Point localization data:

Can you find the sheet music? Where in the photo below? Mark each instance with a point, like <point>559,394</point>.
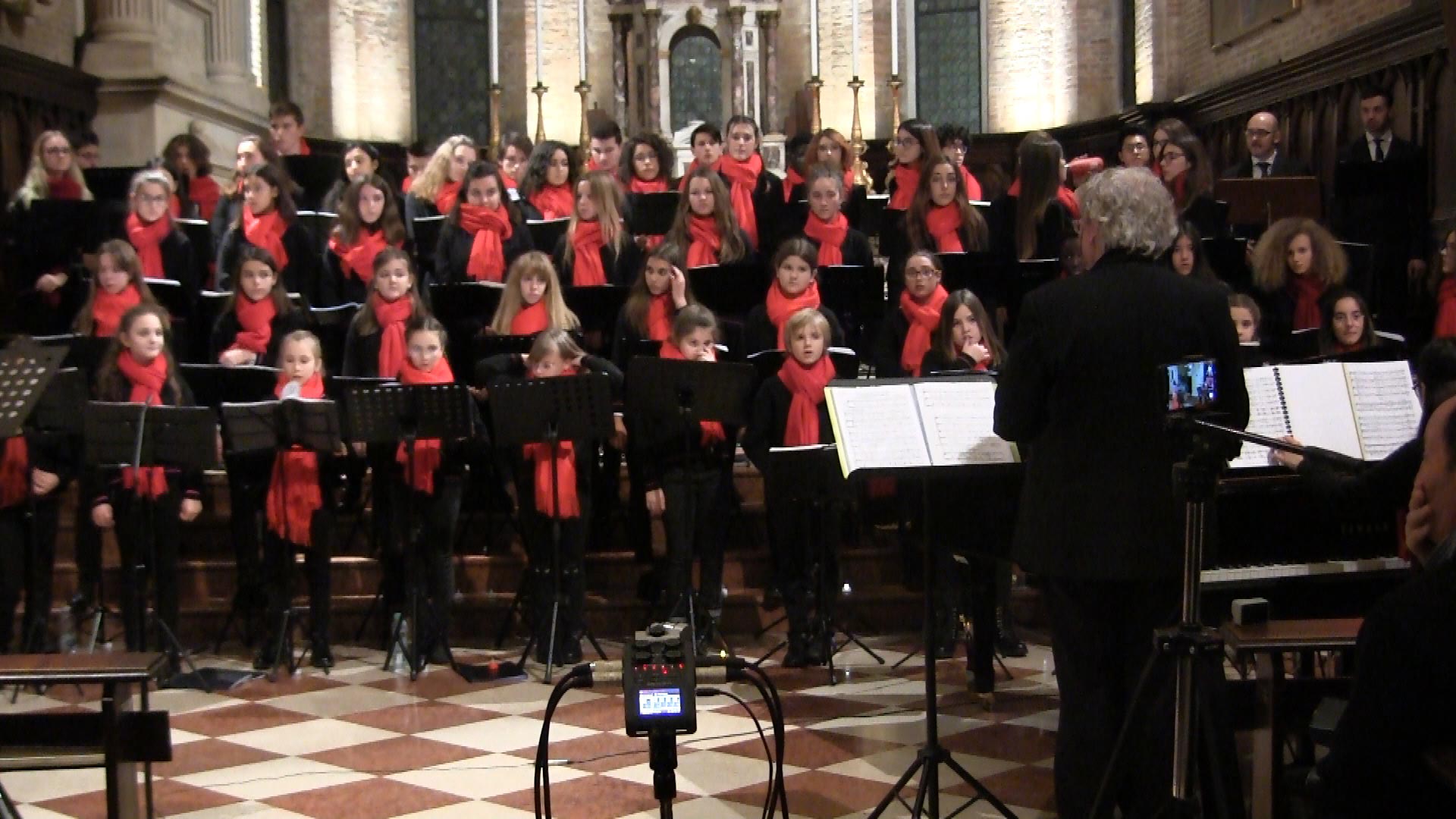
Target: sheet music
<point>959,417</point>
<point>877,428</point>
<point>1388,413</point>
<point>1266,417</point>
<point>1320,410</point>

Task directions
Any pictures above are to be left out. Retype the rest of the records exactly.

Your response
Can you find the sheet music? Where in the photo below? Mark each instance with a point, like <point>559,394</point>.
Target: sheet music
<point>959,417</point>
<point>877,428</point>
<point>1388,413</point>
<point>1266,417</point>
<point>1320,410</point>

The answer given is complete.